_Extrait du document_.
En 2011, la vie de cet homme d’affaires allemand vivant en Tunisie depuis une trentaine d’années a totalement basculé. D’abord, sur le plan personnel. Comme la plupart des Tunisiens –et il l’est en partie puisqu’il s’est marié à une Tunisienne-, Thomas Seindensticker s’est passionné pour la Tunisie d’après le 14 janvier 2011. A telle enseigne qu’il s’est investi à fond dans un effort visant à encourager une partie des Tunisiens, en l’occurrence ses employés, à «consommer» l’un des fruits les plus précieux de la révolution de la citoyenneté, absolument bafouée sous l’ancien régime, et dont l’un des attributs est l’exercice du droit de vote, à la fois droit et devoir. D’ailleurs, c’est à cette occasion que l’homme d’affaires s’est révélé au public, grâce à un article du quotidien «Le Temps».
S’inquiétant du manque d’intérêt initial pour les élections du 23 octobre 2011, Thomas Seidensticker a décidé d’accorder à ses employés une journée de repos pour leur permettre d’aller s’inscrire sur les listes électorales. Pour ceux qui ont prouvé l’accomplissement de cette formalité, document de la municipalité à l’appui, ce fut une journée de repos payée. Puis une autre demi-journée –payée pour tous- a été dédiée à un séminaire organisé avec une association en vue d’initier les employés de M. Seidensticke aux ABC d’une vie politique démocratique.
Mais la vie de l’homme d’affaires germano-tunisien a également basculé professionnellement. En se lançant dans de nouvelles activités, après avoir abandonné le textile dans lequel il avait débuté et bien gagné sa vie avec son partenaire italien, Luciano Fragola.
Entamée dans les années 80, l’aventure de Thomas Seidensticker dans le textile s’est achevée lorsque, raconte l’intéressé, «HM pour lequel nous avons produit plus de 4 millions de Jeans en Tunisie nous a proposé d’aller en Chine en nous promettant un contrat d’exclusivité pour deux ans. Ce qui, s’agissant de la Chine, est énorme».

[Données]
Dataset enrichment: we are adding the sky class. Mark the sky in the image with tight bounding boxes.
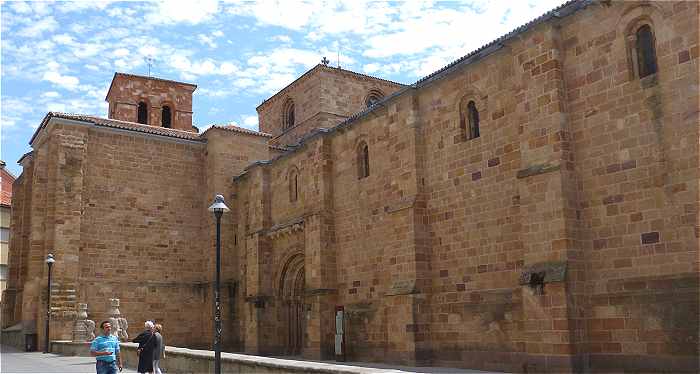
[0,0,564,176]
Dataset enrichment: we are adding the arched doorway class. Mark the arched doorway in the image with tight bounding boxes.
[280,254,305,356]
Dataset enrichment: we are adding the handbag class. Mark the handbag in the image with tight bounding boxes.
[136,333,155,356]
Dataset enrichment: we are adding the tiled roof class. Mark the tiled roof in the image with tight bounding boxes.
[114,72,197,88]
[0,161,15,206]
[233,0,594,181]
[202,125,272,138]
[29,112,205,144]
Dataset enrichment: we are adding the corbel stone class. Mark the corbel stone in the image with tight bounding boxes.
[518,261,566,285]
[517,163,560,179]
[386,279,418,296]
[245,295,270,309]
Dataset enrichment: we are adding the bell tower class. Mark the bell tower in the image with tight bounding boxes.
[105,73,197,132]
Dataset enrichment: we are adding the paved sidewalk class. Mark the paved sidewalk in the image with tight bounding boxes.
[0,345,136,374]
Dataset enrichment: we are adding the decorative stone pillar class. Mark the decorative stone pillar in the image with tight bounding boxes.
[73,303,95,342]
[107,299,129,342]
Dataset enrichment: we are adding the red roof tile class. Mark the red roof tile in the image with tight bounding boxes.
[0,161,15,206]
[29,112,205,144]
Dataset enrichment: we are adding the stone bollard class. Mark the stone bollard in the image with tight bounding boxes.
[73,303,95,342]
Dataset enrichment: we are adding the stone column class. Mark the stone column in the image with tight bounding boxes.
[302,138,338,360]
[384,93,431,365]
[517,26,583,372]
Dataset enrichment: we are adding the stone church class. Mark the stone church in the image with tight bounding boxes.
[2,0,700,373]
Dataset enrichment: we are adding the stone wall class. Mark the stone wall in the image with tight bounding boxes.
[257,65,402,145]
[235,2,699,372]
[106,73,197,131]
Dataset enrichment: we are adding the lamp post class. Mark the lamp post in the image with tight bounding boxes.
[44,253,56,353]
[209,195,229,374]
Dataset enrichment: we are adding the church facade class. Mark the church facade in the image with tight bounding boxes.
[2,1,700,372]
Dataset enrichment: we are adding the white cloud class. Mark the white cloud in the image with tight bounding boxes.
[41,71,80,90]
[270,35,292,43]
[72,43,104,59]
[228,0,318,30]
[197,34,216,48]
[241,114,259,131]
[51,34,75,45]
[41,91,61,99]
[146,0,219,24]
[10,1,32,14]
[18,16,58,38]
[59,0,113,12]
[46,103,66,113]
[112,48,131,57]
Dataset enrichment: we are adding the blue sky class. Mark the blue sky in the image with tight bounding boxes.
[0,0,563,175]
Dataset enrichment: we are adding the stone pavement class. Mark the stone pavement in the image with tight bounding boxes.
[0,345,136,374]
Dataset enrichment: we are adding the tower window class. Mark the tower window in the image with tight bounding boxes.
[459,100,479,139]
[289,168,299,202]
[282,99,295,130]
[357,142,369,179]
[467,101,479,139]
[161,105,171,128]
[365,90,384,108]
[137,101,148,125]
[635,25,657,79]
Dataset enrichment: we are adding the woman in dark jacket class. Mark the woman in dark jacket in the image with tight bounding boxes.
[133,321,156,373]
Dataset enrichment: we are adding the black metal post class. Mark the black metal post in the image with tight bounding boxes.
[44,262,53,353]
[214,210,224,374]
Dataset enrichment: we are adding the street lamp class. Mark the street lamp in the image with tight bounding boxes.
[44,253,56,353]
[209,195,229,374]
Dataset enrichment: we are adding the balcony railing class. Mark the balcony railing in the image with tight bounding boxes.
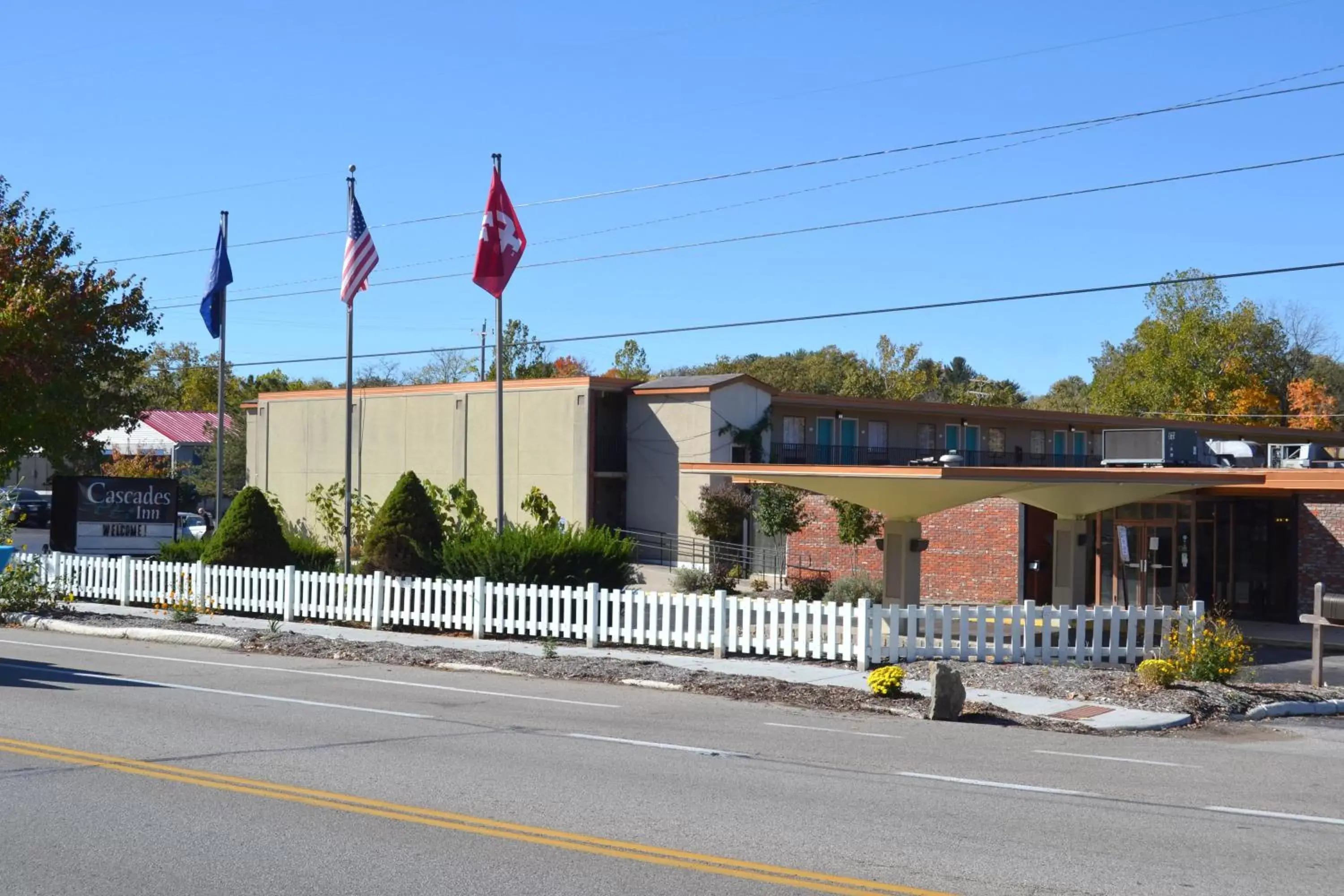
[770,442,1101,466]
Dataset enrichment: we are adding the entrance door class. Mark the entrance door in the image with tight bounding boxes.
[1113,521,1176,607]
[840,417,859,463]
[814,417,836,463]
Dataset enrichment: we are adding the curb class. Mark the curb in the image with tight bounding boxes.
[4,612,242,650]
[1246,700,1344,721]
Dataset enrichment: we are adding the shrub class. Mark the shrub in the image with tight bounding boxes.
[200,486,293,569]
[439,525,634,588]
[672,567,718,594]
[285,532,340,572]
[868,666,906,697]
[827,572,883,603]
[1134,659,1177,688]
[0,560,74,614]
[789,573,831,600]
[155,536,210,563]
[363,470,444,576]
[1165,618,1251,682]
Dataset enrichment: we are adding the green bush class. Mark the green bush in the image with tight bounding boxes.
[200,486,294,569]
[363,470,444,576]
[789,572,831,600]
[439,525,634,588]
[671,567,723,594]
[827,572,883,603]
[285,532,340,572]
[155,536,208,563]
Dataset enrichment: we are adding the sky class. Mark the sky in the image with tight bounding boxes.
[0,0,1344,394]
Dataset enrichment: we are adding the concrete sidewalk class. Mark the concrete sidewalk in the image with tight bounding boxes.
[55,602,1192,731]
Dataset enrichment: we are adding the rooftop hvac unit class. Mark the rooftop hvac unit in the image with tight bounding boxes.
[1101,427,1214,466]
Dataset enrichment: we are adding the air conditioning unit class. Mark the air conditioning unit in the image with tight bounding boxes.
[1101,427,1216,466]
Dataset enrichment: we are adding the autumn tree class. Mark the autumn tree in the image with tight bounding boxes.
[1089,270,1289,421]
[0,177,159,471]
[1288,379,1339,430]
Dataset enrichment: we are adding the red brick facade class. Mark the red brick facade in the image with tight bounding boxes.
[1297,491,1344,612]
[789,494,1020,603]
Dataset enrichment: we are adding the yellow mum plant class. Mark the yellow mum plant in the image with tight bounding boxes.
[868,666,906,697]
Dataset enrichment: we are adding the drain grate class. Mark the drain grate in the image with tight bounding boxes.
[1050,706,1113,721]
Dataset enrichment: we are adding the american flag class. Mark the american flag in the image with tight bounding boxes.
[340,195,378,306]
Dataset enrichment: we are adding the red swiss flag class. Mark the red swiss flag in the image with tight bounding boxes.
[472,171,527,298]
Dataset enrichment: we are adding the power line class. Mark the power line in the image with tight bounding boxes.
[152,261,1344,370]
[144,63,1344,302]
[144,152,1344,310]
[102,81,1344,265]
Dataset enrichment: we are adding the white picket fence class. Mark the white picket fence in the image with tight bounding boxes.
[13,553,1204,670]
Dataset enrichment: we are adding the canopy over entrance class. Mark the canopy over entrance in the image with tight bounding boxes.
[681,463,1269,520]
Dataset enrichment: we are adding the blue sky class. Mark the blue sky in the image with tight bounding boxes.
[10,0,1344,392]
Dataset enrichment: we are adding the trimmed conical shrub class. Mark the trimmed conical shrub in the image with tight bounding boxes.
[363,470,444,576]
[200,486,294,569]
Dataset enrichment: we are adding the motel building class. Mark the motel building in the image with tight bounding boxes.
[245,374,1344,620]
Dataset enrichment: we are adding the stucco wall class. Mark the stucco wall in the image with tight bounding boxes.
[247,387,589,537]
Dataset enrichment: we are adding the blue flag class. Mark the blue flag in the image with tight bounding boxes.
[200,224,234,339]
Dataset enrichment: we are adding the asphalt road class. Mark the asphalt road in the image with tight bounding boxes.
[0,629,1344,896]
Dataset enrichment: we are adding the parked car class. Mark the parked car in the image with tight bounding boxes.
[177,513,206,538]
[0,489,51,529]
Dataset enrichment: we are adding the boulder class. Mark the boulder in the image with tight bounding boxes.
[929,662,966,721]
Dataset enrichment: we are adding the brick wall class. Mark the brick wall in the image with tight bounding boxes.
[1297,491,1344,612]
[789,494,1019,603]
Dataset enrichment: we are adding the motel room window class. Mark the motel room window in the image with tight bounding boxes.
[868,421,887,463]
[985,426,1008,454]
[1031,430,1046,457]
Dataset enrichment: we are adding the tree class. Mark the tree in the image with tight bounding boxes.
[180,423,247,508]
[827,498,882,572]
[1027,375,1091,414]
[0,177,159,470]
[555,355,590,376]
[606,339,649,382]
[523,485,560,529]
[753,482,812,575]
[363,470,444,576]
[1288,379,1339,430]
[1090,270,1289,422]
[200,486,294,569]
[485,319,555,380]
[102,448,168,479]
[719,406,770,463]
[405,351,480,386]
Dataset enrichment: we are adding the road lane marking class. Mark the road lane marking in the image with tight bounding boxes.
[0,737,952,896]
[896,771,1101,797]
[0,662,435,719]
[570,733,750,759]
[1032,750,1202,768]
[1204,806,1344,825]
[765,721,900,739]
[0,638,621,709]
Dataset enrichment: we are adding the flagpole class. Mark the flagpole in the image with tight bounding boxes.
[215,211,228,524]
[344,165,355,575]
[491,153,504,534]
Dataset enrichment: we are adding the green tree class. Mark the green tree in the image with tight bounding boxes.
[363,470,444,576]
[179,423,247,506]
[485,319,555,380]
[0,177,159,473]
[200,486,294,569]
[1027,375,1091,414]
[1089,270,1292,422]
[827,498,882,572]
[607,339,649,382]
[523,485,560,529]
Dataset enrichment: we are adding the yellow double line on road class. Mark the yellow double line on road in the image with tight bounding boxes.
[0,737,952,896]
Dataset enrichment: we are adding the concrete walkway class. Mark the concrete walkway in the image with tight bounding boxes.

_Questions d'étude_.
1. Recopiez le passage du texte sur Thomas Seidensticker qui commence aux mots «S’inquiétant du manque» et s'arrête après «vie politique démocratique.», en substituant «atelier» à «séminaire».
2. Prolongez le texte sur Thomas Seidensticker à partir de sa dernière phrase.

_Corrigé_.
1.
S’inquiétant du manque d’intérêt initial pour les élections du 23 octobre 2011, Thomas Seidensticker a décidé d’accorder à ses employés une journée de repos pour leur permettre d’aller s’inscrire sur les listes électorales. Pour ceux qui ont prouvé l’accomplissement de cette formalité, document de la municipalité à l’appui, ce fut une journée de repos payée. Puis une autre demi-journée –payée pour tous- a été dédiée à un atelier organisé avec une association en vue d’initier les employés de M. Seidensticke aux ABC d’une vie politique démocratique.

2.
L’associé italien de Thomas Seidensticker tique. Agé de près de 70 ans, il se voyait mal repartir à zéro dans un autre pays. Car, expliqua-t-il à son partenaire, «on aura besoin de trois à quatre ans pour construire quelque chose en Chine. Il nous faudra ensuite six à sept ans pour le retour sur investissement. Je n’ai plus l’âge de faire cela. Donc, la Chine je ne veux pas y aller».
Thomas Seidensticker n’étant lui-même, à vrai dire, guère enthousiaste à l’idée de laisser sa famille en Tunisie ou de lui imposer de s’expatrier avec lui en Chine, les deux amis décident en 2007 de vendre à un industriel indien la totalité de leur activité dans le textile, en Tunisie et en Italie.
Et, bien que «j’adore cette activité, souligne-t-il, j’ai commencé à investir dans un tout autre domaine: l’investment banking». En fait, Thomas Seidensticker est venu à cette activité par le plus grand des hasards. Un jour, ses amis, les deux frères Kilani –aux commandes d’un groupe actif dans l’industrie pharmaceutique, les cosmétiques (chaîne de boutiques Fatales) et dans la céramique (MTC), lui demandent de leur trouver un partenaire pour développer leur activité dans ce secteur.
Thomas Seindensticker reprend alors contact avec la banque d’affaires allemande -IEG Investment Banking- (ayant réalisé la cession de ses entreprises textiles), pour faciliter l’entrée de Duravit au capital de la Manufacture Tunisienne de Céramique (MTC) et en profitera pour y prendre une participation.
Cette expérience ayant été un succès, Thomas Seidensticker et IEG Investment Banking décident de poursuivre leur collaboration sur la Tunisie en créant un cabinet -IEG Corporate Finance- ayant pour objet la recherche de partenaires étrangers pour des sociétés tunisiennes, et des partenaires tunisiens pour des investisseurs qui voudraient s’implanter en Tunisie.